Report each line in the entries below that contains the string "grass", copying every such line in full.

▸ Excerpts from a location annotation dataset
_ _ _

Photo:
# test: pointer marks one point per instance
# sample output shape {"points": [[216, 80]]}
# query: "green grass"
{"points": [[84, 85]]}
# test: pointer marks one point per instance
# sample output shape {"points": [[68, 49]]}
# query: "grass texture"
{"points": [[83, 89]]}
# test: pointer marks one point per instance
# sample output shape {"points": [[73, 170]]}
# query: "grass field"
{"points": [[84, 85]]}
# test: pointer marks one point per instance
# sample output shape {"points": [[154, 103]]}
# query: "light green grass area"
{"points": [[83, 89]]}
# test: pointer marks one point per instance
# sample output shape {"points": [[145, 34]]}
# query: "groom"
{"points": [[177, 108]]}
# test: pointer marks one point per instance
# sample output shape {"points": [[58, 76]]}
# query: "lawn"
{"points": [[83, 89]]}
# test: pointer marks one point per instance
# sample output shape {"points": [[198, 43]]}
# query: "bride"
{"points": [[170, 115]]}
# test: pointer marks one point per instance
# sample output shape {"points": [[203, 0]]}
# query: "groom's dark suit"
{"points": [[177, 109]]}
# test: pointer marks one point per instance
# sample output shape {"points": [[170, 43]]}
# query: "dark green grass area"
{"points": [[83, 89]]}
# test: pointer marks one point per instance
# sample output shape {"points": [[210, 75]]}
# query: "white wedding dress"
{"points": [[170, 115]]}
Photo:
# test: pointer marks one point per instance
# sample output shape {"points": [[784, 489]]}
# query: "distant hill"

_ _ _

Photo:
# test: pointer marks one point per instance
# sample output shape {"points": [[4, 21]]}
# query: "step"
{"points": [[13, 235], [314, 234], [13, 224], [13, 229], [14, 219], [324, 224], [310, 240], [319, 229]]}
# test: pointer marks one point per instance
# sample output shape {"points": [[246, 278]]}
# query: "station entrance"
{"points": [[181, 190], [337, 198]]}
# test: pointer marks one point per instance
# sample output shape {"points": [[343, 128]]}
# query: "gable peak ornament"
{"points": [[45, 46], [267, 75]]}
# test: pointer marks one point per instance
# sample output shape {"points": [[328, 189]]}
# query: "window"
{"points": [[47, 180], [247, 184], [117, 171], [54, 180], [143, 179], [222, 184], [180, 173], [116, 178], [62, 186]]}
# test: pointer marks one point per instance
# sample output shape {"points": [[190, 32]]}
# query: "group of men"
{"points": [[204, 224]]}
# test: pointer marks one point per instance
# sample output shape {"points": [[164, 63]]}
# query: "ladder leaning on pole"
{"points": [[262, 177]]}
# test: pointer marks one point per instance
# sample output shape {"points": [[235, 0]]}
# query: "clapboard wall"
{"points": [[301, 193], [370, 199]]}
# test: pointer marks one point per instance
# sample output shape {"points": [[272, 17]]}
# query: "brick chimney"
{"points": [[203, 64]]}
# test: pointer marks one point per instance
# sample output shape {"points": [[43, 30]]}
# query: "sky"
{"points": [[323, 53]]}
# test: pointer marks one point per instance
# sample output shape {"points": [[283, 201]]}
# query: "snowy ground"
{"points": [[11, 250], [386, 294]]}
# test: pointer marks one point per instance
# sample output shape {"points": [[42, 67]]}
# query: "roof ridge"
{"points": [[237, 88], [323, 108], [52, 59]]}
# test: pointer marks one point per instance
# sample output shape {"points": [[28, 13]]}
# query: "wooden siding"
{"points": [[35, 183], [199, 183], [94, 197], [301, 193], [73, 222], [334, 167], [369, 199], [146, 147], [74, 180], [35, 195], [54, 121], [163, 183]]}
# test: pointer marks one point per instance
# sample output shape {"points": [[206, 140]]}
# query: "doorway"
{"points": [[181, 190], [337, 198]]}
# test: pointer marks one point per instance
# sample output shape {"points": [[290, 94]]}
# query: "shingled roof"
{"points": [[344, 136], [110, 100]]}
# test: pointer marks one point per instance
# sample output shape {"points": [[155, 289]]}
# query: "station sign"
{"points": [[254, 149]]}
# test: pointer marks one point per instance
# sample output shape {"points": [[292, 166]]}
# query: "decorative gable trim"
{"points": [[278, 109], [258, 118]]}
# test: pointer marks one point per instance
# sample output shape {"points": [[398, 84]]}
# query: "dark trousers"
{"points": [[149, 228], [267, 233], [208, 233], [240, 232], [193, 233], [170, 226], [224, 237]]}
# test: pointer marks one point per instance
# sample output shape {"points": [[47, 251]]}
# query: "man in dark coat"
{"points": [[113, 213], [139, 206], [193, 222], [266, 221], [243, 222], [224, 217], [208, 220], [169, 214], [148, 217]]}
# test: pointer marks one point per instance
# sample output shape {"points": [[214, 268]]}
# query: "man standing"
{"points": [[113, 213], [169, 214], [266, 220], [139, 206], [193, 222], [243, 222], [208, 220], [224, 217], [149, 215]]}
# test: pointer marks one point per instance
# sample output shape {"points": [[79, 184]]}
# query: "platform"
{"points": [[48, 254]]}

_ _ _

▸ Result of the task
# query: "green grass"
# query: "grass texture"
# query: "grass field"
# query: "light green grass area"
# query: "dark green grass area"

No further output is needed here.